>> BEGIN EXTRACTED MATERIAL

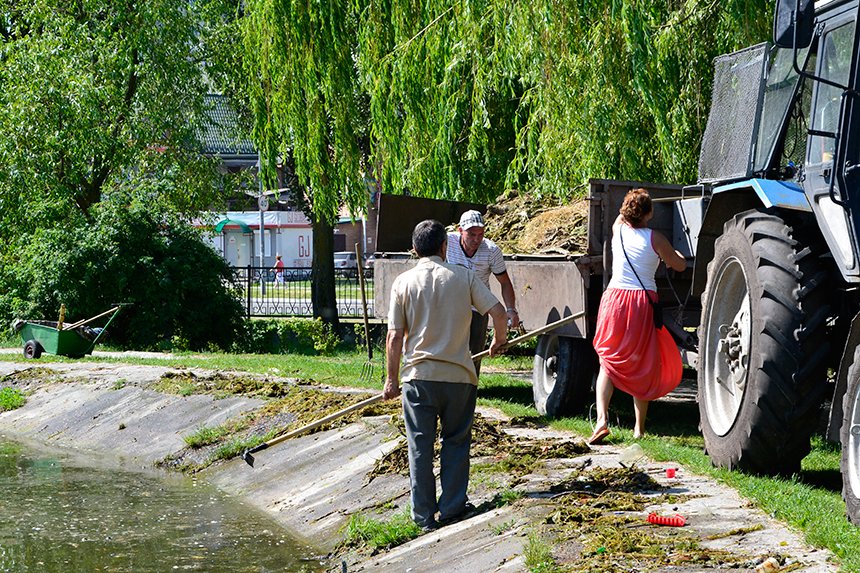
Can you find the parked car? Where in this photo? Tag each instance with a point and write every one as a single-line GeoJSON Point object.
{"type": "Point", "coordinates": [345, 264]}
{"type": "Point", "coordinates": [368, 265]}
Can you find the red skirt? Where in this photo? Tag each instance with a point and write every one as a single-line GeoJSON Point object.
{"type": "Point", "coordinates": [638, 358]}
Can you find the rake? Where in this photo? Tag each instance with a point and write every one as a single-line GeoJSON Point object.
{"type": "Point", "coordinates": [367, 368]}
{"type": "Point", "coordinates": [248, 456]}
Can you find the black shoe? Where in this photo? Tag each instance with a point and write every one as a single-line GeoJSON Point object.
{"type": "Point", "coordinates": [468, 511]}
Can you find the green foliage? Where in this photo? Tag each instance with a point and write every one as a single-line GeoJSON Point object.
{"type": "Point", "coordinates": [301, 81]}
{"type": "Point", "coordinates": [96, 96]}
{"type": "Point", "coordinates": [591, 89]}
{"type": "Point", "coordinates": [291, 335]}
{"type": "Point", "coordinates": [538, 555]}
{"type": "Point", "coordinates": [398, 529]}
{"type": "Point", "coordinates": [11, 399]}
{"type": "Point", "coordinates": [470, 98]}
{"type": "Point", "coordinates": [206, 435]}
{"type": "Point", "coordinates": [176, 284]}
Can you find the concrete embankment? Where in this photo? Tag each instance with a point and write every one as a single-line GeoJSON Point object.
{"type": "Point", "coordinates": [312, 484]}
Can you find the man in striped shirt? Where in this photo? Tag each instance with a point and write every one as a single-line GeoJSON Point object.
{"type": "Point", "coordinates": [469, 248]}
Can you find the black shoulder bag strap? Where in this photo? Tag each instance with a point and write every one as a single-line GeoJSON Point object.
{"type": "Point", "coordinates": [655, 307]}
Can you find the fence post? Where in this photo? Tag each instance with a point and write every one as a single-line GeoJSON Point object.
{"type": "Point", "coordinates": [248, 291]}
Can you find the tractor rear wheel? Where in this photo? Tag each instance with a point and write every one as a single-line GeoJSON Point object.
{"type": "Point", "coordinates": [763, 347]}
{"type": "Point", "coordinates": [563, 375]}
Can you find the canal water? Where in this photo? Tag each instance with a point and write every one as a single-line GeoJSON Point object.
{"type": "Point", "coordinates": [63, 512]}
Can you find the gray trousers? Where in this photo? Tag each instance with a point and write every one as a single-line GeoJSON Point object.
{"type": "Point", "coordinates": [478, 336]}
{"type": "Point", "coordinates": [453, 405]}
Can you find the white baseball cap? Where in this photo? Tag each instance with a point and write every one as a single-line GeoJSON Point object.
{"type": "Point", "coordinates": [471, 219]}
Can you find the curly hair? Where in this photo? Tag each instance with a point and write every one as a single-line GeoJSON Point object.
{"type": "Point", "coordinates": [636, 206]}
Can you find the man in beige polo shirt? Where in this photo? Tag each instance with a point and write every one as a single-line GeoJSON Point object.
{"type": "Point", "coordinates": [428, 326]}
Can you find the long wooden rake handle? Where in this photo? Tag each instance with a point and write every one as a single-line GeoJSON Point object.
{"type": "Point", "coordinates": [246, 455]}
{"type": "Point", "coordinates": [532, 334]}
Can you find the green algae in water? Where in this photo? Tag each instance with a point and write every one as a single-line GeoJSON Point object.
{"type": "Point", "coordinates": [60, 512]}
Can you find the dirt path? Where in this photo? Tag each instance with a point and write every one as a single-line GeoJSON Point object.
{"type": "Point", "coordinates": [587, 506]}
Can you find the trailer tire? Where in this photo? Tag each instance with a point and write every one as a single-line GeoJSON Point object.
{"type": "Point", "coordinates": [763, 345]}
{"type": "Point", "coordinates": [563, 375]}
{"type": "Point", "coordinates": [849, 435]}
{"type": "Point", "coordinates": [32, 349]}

>> END EXTRACTED MATERIAL
>> BEGIN EXTRACTED MATERIAL

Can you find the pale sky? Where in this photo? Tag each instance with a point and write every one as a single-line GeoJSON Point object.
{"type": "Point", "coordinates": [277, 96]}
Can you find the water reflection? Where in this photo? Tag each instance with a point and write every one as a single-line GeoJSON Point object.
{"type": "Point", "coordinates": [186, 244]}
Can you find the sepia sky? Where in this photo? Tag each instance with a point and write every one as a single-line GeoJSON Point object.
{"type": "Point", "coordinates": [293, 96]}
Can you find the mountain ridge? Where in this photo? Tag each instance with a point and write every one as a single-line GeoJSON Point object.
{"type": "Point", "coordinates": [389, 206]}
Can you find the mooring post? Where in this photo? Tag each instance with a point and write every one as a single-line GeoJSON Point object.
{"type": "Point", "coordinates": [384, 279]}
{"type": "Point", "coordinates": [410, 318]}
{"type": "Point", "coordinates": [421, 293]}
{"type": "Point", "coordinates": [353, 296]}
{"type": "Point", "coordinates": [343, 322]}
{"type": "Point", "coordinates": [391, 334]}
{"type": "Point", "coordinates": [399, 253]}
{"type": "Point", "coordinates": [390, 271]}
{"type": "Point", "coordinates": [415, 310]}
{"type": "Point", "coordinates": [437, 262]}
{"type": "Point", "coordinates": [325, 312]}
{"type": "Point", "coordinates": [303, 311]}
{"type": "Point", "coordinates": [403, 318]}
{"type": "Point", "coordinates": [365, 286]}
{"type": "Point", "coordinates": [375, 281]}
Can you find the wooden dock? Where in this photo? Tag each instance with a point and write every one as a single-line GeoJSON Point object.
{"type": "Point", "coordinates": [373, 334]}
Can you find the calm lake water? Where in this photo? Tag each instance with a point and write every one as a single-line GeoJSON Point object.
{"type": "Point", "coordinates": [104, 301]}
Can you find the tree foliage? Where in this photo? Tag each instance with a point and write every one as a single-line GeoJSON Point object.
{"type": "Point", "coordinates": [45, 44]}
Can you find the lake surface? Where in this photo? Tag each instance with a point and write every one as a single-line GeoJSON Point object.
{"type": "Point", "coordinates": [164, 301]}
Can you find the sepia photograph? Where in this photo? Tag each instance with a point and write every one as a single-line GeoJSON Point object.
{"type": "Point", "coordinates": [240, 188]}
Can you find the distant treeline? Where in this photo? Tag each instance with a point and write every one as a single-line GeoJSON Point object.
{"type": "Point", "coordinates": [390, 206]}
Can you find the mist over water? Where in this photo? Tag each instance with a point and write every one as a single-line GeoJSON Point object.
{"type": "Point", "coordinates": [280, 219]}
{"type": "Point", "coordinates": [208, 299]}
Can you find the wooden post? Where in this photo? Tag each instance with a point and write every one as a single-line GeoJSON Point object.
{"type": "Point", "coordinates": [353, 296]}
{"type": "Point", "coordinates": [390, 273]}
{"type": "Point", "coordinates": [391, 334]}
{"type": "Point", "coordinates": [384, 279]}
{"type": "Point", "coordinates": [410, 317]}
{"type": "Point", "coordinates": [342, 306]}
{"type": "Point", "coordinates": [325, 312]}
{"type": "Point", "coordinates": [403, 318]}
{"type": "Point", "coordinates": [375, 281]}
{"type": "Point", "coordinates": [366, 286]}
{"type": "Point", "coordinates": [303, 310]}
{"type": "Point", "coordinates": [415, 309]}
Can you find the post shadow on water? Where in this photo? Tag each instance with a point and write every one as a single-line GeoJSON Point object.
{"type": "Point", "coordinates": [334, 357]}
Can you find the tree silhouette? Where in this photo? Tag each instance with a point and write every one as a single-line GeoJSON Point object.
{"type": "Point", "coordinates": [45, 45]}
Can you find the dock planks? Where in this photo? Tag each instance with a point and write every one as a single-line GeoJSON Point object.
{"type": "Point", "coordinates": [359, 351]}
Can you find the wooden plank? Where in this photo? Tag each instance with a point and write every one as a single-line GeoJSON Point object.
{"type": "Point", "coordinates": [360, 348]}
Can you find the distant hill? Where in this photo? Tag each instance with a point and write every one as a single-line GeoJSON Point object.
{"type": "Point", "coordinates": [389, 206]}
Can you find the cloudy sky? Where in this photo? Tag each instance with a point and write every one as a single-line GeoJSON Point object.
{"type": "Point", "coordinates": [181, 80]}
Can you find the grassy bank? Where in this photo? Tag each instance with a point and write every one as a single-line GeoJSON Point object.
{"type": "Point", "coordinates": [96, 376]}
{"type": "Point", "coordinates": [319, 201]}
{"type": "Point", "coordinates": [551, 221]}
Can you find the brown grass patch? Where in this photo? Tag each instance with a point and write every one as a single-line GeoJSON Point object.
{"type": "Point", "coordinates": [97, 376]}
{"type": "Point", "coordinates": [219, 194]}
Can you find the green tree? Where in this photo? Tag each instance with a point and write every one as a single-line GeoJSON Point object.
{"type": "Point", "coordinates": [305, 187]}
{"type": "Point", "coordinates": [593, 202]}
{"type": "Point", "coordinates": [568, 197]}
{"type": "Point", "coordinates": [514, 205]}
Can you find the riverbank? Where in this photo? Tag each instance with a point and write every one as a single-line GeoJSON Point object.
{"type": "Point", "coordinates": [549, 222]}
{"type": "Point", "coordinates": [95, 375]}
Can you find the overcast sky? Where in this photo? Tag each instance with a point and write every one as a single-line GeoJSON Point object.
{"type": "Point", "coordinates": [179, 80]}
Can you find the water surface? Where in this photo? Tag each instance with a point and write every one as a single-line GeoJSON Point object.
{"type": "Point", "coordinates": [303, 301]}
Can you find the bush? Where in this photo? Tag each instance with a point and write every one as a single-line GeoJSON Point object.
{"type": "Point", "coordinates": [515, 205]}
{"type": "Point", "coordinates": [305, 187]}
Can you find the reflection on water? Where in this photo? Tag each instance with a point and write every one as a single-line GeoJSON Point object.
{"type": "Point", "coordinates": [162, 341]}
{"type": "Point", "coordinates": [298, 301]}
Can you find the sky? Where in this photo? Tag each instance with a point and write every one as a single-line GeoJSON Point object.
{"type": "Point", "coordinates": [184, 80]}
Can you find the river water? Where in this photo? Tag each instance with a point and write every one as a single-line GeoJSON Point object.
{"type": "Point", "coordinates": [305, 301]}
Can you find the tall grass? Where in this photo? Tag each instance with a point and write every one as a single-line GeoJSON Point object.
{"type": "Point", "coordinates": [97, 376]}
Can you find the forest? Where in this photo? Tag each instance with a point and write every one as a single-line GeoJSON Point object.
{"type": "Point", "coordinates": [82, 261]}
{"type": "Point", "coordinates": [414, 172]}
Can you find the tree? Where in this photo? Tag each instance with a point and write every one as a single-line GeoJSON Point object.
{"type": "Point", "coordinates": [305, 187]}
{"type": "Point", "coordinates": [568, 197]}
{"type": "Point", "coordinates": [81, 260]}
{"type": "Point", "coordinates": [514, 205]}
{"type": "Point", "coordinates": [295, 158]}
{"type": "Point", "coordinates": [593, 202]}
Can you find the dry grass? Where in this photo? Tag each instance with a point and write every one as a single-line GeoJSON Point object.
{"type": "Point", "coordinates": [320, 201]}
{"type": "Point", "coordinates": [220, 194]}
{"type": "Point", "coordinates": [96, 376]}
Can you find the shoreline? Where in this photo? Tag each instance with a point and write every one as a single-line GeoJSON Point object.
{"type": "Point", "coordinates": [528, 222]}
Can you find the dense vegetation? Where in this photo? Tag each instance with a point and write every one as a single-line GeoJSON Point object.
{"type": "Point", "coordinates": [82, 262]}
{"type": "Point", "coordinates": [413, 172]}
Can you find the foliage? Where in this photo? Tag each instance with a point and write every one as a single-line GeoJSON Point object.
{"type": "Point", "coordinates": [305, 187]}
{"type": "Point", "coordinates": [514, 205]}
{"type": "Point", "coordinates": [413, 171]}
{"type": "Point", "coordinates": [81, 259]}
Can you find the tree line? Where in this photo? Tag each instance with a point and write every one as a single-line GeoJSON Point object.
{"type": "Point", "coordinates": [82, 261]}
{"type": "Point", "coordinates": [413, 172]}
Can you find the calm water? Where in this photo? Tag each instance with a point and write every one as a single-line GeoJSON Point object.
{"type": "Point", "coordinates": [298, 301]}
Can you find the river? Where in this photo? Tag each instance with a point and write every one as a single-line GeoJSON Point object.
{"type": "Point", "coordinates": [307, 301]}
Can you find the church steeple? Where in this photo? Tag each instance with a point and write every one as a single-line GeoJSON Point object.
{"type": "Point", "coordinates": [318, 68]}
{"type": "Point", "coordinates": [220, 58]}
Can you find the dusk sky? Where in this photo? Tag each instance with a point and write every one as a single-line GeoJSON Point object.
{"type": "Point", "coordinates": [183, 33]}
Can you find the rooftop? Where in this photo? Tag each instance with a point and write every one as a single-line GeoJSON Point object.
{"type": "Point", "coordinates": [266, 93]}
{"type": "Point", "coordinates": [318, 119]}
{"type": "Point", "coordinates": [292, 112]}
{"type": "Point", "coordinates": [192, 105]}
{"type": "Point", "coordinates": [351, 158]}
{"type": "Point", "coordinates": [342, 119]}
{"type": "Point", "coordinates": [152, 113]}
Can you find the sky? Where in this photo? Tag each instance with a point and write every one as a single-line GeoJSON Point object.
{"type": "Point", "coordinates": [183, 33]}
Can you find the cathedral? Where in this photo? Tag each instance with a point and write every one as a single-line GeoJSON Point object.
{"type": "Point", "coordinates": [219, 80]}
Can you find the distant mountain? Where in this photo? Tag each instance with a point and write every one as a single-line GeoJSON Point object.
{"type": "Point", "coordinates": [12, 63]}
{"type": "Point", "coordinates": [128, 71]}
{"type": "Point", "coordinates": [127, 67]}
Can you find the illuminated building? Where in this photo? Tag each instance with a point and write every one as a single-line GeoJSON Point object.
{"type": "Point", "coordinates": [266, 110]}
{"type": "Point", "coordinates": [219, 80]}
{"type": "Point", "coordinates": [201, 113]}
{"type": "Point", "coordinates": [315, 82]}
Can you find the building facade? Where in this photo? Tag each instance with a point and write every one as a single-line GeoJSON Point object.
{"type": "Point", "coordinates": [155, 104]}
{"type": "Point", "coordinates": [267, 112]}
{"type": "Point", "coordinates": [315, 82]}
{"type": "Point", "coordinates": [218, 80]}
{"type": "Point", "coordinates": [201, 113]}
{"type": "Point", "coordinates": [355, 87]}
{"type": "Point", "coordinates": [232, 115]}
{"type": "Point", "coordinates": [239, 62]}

>> END EXTRACTED MATERIAL

SHORT PROBLEM –
Count the lines in the rows that contain the string "reflection", treating uppercase and lowercase as different. Reply with the number only.

WRITTEN SOLUTION –
2